Todavía recuerda el silbido del tren. Y el sol
rebotando en su rostro, aún dormido, contra la ventana. Corría 1958. Teresa
viajaba todos los días a Montevideo a estudiar. Es que en Isla Mala no había
liceo. Nació y vivió allí siempre. Un pueblito de pocos pobladores –inmigrantes
la gran mayoría por aquellos años– ubicado a 20 km de la capital floridense y construido
a ambos lados de la vía.
El pasaje del tren avivó a un tal Ramón Álvarez quien
compró una gran extensión de terreno y lo dividió en parcelas. Lo vendió y así
comenzó el poblamiento. Hoy son cerca de 1800 habitantes en la zona urbana, y en
el campo hay otros tantos que sobreviven del establecimiento del tambo. En
total son cerca de 3000 que, de tanto en tanto, cruzan la estación. La que se
instaló en 1883 cuando el ferrocarril se extendía hasta Florida, y cuando el
pueblo ya tenía otra identidad, otro nombre. Al que los viejos habitantes se
niegan. El 25 de mayo de 1874 el pueblo pasó a llamarse Villa 25 de Mayo.
En los montes aledaños al arroyo cercano al pueblo,
se refugiaban matreros de mal vivir, cuenta Teresa, que atacaban a los
paseantes y a los trabajadores del ferrocarril. De ahí el nombre que adoptaron los
ingleses, primeros pobladores. Esa es la versión primaria del por qué Isla Mala,
pero hay muchas, coordinan varios de los que viajan en el tren rumbo a
Montevideo al Teatro Solís, algunos, una buena mayoría, por primera vez.

• MATERIAL PRESENTADO:
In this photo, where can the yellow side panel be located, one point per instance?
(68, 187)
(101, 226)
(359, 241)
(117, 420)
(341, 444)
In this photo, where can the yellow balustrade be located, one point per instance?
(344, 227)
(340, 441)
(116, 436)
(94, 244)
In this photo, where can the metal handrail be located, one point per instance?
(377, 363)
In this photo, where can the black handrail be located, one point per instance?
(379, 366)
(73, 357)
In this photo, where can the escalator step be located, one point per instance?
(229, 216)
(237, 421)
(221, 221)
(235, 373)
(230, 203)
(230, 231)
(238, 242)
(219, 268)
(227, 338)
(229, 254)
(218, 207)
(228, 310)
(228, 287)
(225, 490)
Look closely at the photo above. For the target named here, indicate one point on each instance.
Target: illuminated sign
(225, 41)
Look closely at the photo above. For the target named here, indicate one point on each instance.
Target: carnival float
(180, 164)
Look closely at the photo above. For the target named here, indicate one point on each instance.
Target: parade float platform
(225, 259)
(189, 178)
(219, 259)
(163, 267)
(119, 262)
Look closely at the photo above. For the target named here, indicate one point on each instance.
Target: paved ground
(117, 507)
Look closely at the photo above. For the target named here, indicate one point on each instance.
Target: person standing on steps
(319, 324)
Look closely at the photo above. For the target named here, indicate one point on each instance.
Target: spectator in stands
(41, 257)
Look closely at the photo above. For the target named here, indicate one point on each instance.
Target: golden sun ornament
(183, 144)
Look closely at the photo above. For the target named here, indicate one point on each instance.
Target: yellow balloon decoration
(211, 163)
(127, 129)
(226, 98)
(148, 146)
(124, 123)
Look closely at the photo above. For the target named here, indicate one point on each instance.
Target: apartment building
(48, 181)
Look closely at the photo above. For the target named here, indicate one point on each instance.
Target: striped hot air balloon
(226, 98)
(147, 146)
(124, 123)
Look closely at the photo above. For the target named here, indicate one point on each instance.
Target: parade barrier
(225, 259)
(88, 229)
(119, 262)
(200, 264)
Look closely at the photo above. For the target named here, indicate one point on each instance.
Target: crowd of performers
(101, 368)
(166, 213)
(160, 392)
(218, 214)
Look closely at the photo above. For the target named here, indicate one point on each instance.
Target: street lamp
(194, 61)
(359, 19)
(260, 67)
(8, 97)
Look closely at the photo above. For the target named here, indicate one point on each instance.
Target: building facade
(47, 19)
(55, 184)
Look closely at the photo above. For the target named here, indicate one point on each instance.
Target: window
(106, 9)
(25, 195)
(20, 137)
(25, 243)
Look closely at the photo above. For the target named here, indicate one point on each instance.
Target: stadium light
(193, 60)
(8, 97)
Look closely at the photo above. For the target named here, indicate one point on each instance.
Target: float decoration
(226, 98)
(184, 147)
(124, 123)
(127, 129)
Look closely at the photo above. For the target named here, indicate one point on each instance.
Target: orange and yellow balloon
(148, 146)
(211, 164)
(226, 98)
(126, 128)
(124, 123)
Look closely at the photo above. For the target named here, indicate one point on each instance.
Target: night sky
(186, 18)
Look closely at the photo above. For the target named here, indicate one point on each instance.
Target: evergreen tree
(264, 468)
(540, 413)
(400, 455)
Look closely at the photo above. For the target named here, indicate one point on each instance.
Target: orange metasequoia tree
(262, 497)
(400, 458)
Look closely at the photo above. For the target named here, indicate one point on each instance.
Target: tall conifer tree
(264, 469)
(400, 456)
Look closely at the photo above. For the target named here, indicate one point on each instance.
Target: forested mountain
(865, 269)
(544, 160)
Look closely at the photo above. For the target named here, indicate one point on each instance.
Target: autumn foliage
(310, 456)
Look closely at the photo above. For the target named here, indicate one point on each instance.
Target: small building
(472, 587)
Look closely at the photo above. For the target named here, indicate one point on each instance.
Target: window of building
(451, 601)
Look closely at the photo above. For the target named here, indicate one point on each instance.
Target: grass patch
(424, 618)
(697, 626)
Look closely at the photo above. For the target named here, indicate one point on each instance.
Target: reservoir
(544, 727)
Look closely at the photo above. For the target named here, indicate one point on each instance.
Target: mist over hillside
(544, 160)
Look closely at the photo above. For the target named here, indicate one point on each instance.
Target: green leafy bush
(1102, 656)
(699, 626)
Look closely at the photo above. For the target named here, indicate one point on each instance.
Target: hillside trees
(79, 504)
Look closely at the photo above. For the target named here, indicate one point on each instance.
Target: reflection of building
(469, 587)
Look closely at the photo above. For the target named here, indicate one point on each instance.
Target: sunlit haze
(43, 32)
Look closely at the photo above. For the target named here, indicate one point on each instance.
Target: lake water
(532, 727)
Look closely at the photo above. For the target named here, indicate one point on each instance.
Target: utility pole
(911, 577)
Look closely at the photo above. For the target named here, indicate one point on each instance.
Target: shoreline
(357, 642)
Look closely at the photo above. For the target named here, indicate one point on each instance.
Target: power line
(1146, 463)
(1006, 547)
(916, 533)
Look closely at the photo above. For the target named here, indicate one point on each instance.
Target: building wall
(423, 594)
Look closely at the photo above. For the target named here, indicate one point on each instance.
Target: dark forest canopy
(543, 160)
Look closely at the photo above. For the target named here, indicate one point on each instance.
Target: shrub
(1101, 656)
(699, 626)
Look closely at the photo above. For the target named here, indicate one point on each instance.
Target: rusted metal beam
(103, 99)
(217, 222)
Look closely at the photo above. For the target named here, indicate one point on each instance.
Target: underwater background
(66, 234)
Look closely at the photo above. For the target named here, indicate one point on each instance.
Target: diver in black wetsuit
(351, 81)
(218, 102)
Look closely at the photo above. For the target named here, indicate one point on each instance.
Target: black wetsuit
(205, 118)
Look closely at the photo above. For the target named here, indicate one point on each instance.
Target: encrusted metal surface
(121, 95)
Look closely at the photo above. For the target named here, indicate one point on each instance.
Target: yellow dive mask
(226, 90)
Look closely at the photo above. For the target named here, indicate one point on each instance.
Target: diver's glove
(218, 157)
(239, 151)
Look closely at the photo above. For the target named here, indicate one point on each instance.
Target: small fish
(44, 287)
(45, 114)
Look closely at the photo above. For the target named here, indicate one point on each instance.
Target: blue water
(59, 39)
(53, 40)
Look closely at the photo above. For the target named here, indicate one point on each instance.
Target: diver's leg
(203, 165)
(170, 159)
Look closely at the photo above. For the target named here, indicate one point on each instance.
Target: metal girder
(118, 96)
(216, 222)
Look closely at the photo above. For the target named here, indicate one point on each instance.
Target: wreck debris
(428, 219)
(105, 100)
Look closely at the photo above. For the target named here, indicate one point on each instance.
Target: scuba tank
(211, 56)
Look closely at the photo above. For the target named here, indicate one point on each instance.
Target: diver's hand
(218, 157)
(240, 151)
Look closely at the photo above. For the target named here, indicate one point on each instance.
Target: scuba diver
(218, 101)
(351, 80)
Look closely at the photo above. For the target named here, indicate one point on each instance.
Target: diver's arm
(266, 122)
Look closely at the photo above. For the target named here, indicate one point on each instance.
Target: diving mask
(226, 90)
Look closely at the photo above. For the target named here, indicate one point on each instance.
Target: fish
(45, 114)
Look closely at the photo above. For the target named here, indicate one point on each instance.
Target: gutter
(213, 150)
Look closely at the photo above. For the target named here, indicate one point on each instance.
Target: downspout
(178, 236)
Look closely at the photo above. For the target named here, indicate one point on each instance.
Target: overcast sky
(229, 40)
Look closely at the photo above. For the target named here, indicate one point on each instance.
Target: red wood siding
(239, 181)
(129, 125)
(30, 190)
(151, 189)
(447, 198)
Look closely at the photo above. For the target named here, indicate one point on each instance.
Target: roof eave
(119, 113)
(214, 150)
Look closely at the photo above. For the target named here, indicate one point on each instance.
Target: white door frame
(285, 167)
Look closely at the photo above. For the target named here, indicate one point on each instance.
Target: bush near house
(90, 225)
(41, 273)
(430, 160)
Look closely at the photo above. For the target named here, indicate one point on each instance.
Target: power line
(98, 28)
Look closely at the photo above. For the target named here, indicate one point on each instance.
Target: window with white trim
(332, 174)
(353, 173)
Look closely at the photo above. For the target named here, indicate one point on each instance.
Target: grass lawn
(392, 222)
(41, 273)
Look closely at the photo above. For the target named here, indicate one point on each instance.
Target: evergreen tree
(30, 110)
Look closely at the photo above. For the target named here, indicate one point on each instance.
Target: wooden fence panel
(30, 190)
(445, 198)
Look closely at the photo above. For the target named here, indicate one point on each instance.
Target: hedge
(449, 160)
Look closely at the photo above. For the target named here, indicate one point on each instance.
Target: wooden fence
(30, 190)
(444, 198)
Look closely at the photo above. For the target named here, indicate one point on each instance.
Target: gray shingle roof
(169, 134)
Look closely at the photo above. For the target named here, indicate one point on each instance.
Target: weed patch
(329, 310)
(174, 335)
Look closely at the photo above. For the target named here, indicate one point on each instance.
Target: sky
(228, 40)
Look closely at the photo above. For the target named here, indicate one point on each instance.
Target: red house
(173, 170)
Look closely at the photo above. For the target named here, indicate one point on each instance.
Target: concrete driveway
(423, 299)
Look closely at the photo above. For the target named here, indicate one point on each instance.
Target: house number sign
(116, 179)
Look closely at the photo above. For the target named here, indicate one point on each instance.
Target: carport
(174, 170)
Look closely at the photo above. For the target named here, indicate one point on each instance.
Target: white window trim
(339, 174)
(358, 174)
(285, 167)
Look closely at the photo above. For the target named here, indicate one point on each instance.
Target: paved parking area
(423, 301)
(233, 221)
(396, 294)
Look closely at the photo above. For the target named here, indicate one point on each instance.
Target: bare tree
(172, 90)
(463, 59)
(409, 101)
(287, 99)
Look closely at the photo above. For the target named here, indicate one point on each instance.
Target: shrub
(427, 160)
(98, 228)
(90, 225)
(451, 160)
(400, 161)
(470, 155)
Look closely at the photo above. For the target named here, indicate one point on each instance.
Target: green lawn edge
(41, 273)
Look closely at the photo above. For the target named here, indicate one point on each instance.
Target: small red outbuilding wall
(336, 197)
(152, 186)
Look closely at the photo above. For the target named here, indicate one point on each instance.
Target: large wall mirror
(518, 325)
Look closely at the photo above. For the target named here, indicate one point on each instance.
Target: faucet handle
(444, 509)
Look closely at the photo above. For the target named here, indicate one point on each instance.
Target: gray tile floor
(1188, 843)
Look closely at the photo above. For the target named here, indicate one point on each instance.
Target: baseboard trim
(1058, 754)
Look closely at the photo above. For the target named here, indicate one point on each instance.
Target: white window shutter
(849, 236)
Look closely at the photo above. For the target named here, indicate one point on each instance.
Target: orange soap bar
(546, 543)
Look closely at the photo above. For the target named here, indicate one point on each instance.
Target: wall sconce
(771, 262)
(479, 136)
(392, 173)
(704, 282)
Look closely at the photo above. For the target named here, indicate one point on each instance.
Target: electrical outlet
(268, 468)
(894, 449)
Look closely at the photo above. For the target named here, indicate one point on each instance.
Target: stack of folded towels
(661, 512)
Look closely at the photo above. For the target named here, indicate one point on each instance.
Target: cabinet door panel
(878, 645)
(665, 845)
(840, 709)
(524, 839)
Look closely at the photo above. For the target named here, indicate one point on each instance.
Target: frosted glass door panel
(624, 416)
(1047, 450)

• TAREAS POR COMPLETAR:
1. Según el texto sobre Isla Mala, ¿en qué año se instaló la estación del tren?
2. Indica cuántas líneas de los registros contienen la palabra "metal" y responde únicamente con el número.

• RESPUESTAS EN ORDEN:
1. En 1883.

2. 4